- TASK MATERIAL -
┏━━

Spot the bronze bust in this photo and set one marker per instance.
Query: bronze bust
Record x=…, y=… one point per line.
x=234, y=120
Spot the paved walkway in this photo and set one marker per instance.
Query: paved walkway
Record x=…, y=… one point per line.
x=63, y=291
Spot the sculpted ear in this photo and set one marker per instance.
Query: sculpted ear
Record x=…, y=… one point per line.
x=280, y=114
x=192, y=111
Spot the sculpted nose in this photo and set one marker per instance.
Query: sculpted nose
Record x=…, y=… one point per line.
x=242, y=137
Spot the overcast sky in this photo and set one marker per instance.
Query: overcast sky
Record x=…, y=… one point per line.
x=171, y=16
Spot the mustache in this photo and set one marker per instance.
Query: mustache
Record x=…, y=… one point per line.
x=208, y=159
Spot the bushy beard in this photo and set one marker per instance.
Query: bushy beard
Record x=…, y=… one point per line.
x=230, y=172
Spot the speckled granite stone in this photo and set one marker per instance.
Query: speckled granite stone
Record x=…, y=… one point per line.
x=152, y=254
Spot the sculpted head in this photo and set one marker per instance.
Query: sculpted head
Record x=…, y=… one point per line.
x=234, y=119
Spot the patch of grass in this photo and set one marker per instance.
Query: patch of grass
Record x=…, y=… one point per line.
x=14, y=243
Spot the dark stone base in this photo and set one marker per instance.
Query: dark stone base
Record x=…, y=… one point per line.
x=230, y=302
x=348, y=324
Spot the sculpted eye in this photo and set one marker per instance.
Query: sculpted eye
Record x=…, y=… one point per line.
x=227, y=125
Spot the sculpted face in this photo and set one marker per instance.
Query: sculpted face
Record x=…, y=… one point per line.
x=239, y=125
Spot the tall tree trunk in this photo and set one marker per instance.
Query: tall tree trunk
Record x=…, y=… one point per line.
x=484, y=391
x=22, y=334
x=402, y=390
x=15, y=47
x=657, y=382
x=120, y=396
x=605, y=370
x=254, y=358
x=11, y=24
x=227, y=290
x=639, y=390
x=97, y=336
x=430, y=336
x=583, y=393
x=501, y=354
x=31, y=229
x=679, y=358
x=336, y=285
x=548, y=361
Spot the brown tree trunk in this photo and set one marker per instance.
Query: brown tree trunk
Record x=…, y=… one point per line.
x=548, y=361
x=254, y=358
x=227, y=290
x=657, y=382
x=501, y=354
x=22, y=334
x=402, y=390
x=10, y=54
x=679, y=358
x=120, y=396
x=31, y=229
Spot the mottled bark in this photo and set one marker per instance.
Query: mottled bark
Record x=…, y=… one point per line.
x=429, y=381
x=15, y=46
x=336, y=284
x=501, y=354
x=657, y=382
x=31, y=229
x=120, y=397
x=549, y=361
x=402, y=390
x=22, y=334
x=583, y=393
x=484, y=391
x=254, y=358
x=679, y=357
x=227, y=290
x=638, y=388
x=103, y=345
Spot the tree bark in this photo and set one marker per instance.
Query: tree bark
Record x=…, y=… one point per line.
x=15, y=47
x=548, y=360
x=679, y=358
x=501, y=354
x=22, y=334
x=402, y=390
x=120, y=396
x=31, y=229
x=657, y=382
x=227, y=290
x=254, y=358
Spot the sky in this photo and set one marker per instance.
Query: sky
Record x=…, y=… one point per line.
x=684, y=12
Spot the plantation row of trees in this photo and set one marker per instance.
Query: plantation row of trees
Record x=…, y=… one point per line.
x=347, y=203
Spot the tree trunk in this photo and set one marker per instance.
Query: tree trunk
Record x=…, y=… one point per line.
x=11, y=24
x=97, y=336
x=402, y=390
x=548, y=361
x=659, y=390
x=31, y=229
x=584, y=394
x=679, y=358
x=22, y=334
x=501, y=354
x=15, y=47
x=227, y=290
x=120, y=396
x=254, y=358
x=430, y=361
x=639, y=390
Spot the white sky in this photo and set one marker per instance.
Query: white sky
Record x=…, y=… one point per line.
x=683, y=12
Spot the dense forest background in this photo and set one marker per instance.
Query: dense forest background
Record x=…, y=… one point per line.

┗━━

- WHAT YOU NEED TO DO -
Copy out the whole listing above, swapping each "marker" for "pin" and leaving everything else unchanged.

- PROBLEM SOLUTION -
Spot the bronze bust in this photo and set one pin per instance.
Query: bronze bust
Record x=…, y=… one point per line.
x=234, y=120
Spot the paved walkway in this photo and set one pin per instance.
Query: paved walkway
Record x=…, y=… one point per line.
x=63, y=291
Spot the sculpted ear in this photo and set one pin per instance.
Query: sculpted ear
Record x=…, y=… one point per line.
x=280, y=114
x=192, y=111
Spot the sculpted nose in this photo and set one pin per instance.
Query: sculpted nose
Record x=…, y=… one point per line.
x=242, y=137
Spot the overcast sky in this photo and set one pin per instance.
Query: overcast sky
Record x=…, y=… one point per line.
x=171, y=16
Spot the mustache in this photo and set one pin per instance.
Query: mustache
Record x=…, y=… one point per line.
x=208, y=159
Spot the bushy beard in this photo and set one pin per instance.
Query: bushy beard
Record x=…, y=… one point per line.
x=230, y=172
Spot the speckled granite stone in this photo and set one pin per instance.
Query: speckled granite stone
Record x=…, y=… one point per line.
x=152, y=254
Spot the sculpted head in this photo and set one pin per instance.
Query: sculpted head
Record x=…, y=… one point per line.
x=234, y=119
Spot the patch of grass in this photo and set one pin per instance.
Query: patch of grass
Record x=…, y=… one point per line.
x=14, y=243
Spot the dark stone base in this photo and set one pin per instance.
Query: dark stone base
Record x=…, y=… one point per line.
x=230, y=302
x=348, y=324
Spot the sculpted eye in this photo and set one pin per instance.
Query: sculpted eye
Record x=…, y=… one point per line.
x=227, y=125
Spot the sculpted face in this photo and set one pin per instance.
Query: sculpted face
Record x=…, y=… one point per line.
x=239, y=125
Spot the tall tree trunk in this photo and set one pin per instance.
Query: tall tree trunk
Record x=…, y=… one point per line.
x=484, y=391
x=22, y=334
x=402, y=390
x=15, y=47
x=657, y=382
x=120, y=396
x=605, y=370
x=254, y=358
x=11, y=24
x=227, y=290
x=639, y=390
x=97, y=336
x=430, y=336
x=583, y=393
x=501, y=354
x=31, y=229
x=679, y=358
x=336, y=285
x=548, y=361
Spot the brown tree trunk in this photo and set one pin per instance.
Query: brown tree trunk
Record x=…, y=… one point per line.
x=548, y=361
x=254, y=358
x=227, y=290
x=657, y=382
x=501, y=354
x=22, y=334
x=402, y=390
x=10, y=54
x=679, y=358
x=120, y=396
x=31, y=229
Spot the mottled bark in this photo and set one pin per instance.
Query: mottled bark
Record x=…, y=… one point per line.
x=429, y=381
x=15, y=46
x=336, y=284
x=501, y=354
x=657, y=382
x=31, y=229
x=120, y=397
x=549, y=361
x=402, y=390
x=22, y=334
x=583, y=393
x=484, y=391
x=254, y=358
x=679, y=357
x=227, y=290
x=638, y=388
x=103, y=345
Spot the tree bark in this photo and set one pin per instance.
Query: tree bark
Record x=…, y=… one point per line.
x=15, y=47
x=548, y=360
x=679, y=358
x=501, y=354
x=22, y=334
x=402, y=390
x=120, y=396
x=31, y=229
x=657, y=382
x=227, y=290
x=254, y=358
Spot the sky in this photo and set one pin per instance.
Query: sky
Record x=…, y=… one point per line.
x=684, y=12
Spot the plantation row of trees in this photo and set one pin per instance.
Query: plantation row of trees
Record x=…, y=… one point per line.
x=347, y=203
Spot the tree trunk in this photo and set one pin per instance.
Query: tree trunk
Record x=…, y=… one point per line.
x=11, y=24
x=97, y=336
x=402, y=390
x=548, y=361
x=659, y=390
x=31, y=229
x=584, y=394
x=679, y=358
x=22, y=334
x=501, y=354
x=15, y=47
x=227, y=290
x=120, y=396
x=254, y=358
x=430, y=361
x=639, y=390
Spot the white sky in this photo and set one pin per instance.
Query: white sky
Record x=…, y=… one point per line.
x=683, y=12
Spot the dense forest background in this photo and set one pin per instance.
Query: dense forest background
Record x=…, y=… one point per line.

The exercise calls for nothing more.